▸ **Work instructions**: Please put the lines below into a JSON list of strings, one string per line and no blank lines, starting at the line that contains "Target: microphone head" and ending at the last line of the records.

(Point annotation records)
···

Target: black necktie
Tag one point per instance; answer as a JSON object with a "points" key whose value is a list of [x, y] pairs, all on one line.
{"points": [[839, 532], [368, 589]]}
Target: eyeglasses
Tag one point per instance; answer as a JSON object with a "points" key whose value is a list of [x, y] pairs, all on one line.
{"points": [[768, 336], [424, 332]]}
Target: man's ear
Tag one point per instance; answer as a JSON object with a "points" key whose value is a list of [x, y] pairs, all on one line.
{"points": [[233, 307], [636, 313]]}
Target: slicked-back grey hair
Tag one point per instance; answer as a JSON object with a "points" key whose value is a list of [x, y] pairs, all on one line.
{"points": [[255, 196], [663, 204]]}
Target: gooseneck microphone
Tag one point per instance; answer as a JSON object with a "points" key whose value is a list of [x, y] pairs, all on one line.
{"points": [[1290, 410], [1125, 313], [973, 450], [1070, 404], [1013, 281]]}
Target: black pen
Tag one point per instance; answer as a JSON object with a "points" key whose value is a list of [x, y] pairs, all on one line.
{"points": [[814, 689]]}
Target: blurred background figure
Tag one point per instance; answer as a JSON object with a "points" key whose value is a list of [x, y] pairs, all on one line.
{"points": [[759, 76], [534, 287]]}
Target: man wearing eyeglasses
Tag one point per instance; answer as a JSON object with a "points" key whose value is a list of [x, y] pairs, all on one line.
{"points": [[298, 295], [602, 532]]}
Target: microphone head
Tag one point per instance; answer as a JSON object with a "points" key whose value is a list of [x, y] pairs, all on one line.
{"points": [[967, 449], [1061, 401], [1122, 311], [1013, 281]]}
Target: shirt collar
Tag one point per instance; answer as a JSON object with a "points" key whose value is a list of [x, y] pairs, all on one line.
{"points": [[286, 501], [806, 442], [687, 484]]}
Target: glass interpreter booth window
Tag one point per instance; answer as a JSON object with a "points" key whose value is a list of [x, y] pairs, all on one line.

···

▸ **Exercise solution**:
[
  "Target: microphone head",
  "Tag one point per instance; answer as a JSON object with a \"points\" key whose value is a list of [x, y] pairs, all on one line.",
  "{\"points\": [[967, 449], [1061, 401], [1122, 311], [1013, 281]]}",
  "Target: shirt collar",
  "Tag one point per instance; answer as a JSON object with a \"points\" key whose value is a list of [x, y] pairs, all on one line.",
  "{\"points\": [[286, 501], [806, 442], [687, 484]]}",
  "Target: glass interpreter booth window",
  "Tag one point per instance; answer as a JSON object with a \"points\" key whose value is a list of [x, y] pairs, all on one line."
]